**What is needed**
Rewrite all of the entries with every occurrence of "keypoint" changed to "marker", and keep everything else the same.

Entries from a collection
------------------------

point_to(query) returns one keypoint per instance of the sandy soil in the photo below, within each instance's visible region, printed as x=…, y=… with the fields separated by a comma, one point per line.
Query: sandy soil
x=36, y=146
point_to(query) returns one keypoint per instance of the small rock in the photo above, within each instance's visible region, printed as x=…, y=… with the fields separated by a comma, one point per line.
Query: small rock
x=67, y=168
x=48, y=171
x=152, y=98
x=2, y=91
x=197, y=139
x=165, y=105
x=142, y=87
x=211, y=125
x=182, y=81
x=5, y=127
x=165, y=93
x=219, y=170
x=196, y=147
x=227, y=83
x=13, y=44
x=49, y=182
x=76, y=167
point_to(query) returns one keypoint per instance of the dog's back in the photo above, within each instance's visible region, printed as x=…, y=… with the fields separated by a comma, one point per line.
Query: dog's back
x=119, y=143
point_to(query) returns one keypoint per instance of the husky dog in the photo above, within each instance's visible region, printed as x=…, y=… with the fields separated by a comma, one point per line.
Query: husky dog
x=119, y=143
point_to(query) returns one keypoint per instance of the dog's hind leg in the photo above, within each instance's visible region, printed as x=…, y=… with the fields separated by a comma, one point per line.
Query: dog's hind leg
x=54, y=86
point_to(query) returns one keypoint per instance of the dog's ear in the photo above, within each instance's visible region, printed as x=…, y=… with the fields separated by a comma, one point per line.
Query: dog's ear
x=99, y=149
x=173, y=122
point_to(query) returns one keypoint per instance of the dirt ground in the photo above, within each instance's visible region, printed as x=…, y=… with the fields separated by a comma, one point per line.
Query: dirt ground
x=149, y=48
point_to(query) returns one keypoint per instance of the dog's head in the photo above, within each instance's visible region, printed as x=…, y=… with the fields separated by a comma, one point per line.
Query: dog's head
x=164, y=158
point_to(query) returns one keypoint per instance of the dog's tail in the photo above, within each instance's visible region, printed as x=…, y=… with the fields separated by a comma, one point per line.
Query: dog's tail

------------------------

**Written response**
point_to(query) returns one marker per instance of the sandy soil in the photo below, within each instance's visible region, printed as x=…, y=… with the fields separated by a comma, one point per line.
Query: sandy soil
x=36, y=146
point_to(query) returns one marker per instance of the small rock in the photo above, within each instance's visible region, printed as x=…, y=… with the fields separated by a comma, one point per line.
Query: small rock
x=67, y=168
x=48, y=171
x=152, y=98
x=2, y=91
x=197, y=139
x=165, y=105
x=142, y=87
x=211, y=125
x=182, y=81
x=5, y=127
x=165, y=93
x=219, y=170
x=196, y=147
x=227, y=83
x=13, y=44
x=49, y=182
x=76, y=167
point_to(query) returns one marker per instance of the dog's back in the photo above, within each instance's visible region, printed as x=…, y=… with the fields separated by a comma, one point per line.
Query: dog's back
x=119, y=143
point_to(query) returns one marker per instance of the husky dog in the photo above, within each instance's visible region, printed as x=…, y=… with the fields separated by a comma, one point per line.
Query: husky dog
x=119, y=143
point_to(query) returns one marker per instance of the dog's hind leg in the photo above, within each instance's visible region, printed as x=…, y=… with the fields separated by a comma, one point per line.
Query: dog's hind leg
x=54, y=86
point_to(query) returns one marker per instance of the dog's ear in the photo above, within each instance's visible region, printed as x=…, y=… with the fields separated by a comma, one point per line.
Query: dog's ear
x=99, y=149
x=173, y=122
point_to(query) returns one marker per instance of the dirt ground in the photo above, within each instance's visible region, printed as x=…, y=… with the fields separated by a comma, one point per line.
Query: dirt ground
x=149, y=48
point_to(query) returns one marker per instance of the dog's head in the photo above, within each instance's visible region, printed as x=…, y=… with the fields separated by a comma, one point per line.
Query: dog's head
x=164, y=158
point_to(query) returns one marker per instance of the dog's tail in the photo above, within each instance's visible region, printed as x=…, y=… with the fields separated by a comma, one point per line.
Query: dog's tail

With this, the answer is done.